• [Source excerpt]:
□ □ □ □ □
# Home Furance Cleaning-Best Home Furnace Brand



## westcanadian01 (Jul 16, 2011)

Among all the existing home furnace brand, which do you think is the best? Why do you say so? 
BTW, I raise this question because a friend Kay wants to have a brand new home furnace and aside from considering the price she is also considering the best brand of home furnace. I already give her a suggestion to have a home furnace that is fitted to the size of her home to ensure the proper ventilation and circulation of airflow. I know all of you can help me and my friend to choose which is the best for her home. Thanks in advance

www.westcan4u.com


----------



## rosemarie (Dec 24, 2012)

In my opinion for a gas fired furnace there is no "best brand". The best furnace is the one properly sized for your house & installed by the best installer around. I've said this at least a thousand times & I'll say it again:
I'd rather have the "cheapest" equipment installed by the best installer than the "best" equipment installed poorly.


----------



## Residentialtech (Jul 30, 2012)

Have


----------



## beenthere (May 30, 2009)

No best brand. Its the install that counts, not brand.


----------



## jps519 (Feb 12, 2013)

rosemarie said:


> In my opinion for a gas fired furnace there is no "best brand". The best furnace is the one properly sized for your house & installed by the best installer around. I've said this at least a thousand times & I'll say it again:
> I'd rather have the "cheapest" equipment installed by the best installer than the "best" equipment installed poorly.



X2
I feel the same way. I get alot of service calls from other company poor installs.


----------
□ □ □ □ □
• [Problem set]:
a. Translate this sentence from the furnace forum thread into Spanish: "The best furnace is the one properly sized for your house & installed by the best installer around."
b. Set down everything in the furnace forum thread from "# Home Furance" down to "you say so?", word for word.
c. Name every username that heads a post in the furnace forum thread.
Rely only on the furnace forum thread to answer.

Entries from an annotation dataset:
□ □ □ □ □
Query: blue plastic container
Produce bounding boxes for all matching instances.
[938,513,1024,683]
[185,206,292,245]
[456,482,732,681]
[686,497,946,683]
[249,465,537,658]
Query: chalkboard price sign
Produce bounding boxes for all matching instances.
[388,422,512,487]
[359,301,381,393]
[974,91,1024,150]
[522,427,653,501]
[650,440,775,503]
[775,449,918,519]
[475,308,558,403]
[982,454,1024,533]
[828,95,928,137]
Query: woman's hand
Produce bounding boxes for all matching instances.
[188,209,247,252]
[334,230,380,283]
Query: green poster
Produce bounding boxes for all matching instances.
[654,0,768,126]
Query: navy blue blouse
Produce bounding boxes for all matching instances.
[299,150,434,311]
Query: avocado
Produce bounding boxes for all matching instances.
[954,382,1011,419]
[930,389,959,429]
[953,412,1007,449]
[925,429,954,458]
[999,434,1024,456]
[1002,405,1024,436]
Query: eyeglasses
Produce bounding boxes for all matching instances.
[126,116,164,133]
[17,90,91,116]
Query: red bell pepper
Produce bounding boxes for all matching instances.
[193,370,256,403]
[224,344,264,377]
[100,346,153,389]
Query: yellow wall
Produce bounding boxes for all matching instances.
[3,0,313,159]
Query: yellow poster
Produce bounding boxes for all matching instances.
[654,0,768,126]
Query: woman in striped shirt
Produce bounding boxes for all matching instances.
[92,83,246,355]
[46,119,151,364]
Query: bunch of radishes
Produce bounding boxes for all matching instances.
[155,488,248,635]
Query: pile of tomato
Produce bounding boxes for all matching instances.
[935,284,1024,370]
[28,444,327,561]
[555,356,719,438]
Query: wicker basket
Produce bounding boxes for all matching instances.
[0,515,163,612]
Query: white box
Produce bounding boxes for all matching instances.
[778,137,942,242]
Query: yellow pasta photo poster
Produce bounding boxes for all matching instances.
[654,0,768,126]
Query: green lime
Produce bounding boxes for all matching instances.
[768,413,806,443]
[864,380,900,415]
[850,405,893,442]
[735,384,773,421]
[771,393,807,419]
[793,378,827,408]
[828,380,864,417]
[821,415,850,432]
□ □ □ □ □
• [Written responses]:
a. El mejor calefactor es el que tiene el tamaño adecuado para tu casa y lo instala el mejor instalador de la zona.

b.
# Home Furance Cleaning-Best Home Furnace Brand



## westcanadian01 (Jul 16, 2011)

Among all the existing home furnace brand, which do you think is the best? Why do you say so?

c. westcanadian01, rosemarie, Residentialtech, beenthere, jps519